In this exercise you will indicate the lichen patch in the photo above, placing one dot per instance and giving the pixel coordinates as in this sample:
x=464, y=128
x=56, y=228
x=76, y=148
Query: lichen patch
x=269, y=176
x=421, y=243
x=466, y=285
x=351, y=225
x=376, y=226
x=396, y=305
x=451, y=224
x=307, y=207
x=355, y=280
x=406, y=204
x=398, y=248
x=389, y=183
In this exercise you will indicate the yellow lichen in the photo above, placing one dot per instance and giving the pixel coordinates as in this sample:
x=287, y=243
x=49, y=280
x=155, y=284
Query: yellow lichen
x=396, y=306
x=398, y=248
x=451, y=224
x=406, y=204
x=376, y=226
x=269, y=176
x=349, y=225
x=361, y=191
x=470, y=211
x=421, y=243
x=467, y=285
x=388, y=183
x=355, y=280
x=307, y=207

| Challenge |
Reproduce every one of the rows above word for word, keeping their order and line breaks unchanged.

| The solution |
In this exercise you will indicate the lichen patch in the photo above, placing one dot per instance and giving the pixel coordinates as in this sample:
x=464, y=128
x=56, y=228
x=76, y=148
Query: lichen patch
x=269, y=176
x=421, y=243
x=466, y=285
x=351, y=225
x=376, y=226
x=396, y=305
x=451, y=224
x=307, y=207
x=355, y=280
x=406, y=204
x=398, y=248
x=389, y=183
In this exercise you will indicate the yellow lichen in the photo above, placing one dot per instance and giving the pixel coordinates as in this sample:
x=287, y=243
x=49, y=280
x=155, y=284
Query: yellow lichen
x=396, y=306
x=398, y=248
x=451, y=224
x=406, y=204
x=376, y=226
x=269, y=176
x=349, y=225
x=361, y=191
x=470, y=211
x=421, y=243
x=467, y=285
x=388, y=183
x=355, y=280
x=307, y=207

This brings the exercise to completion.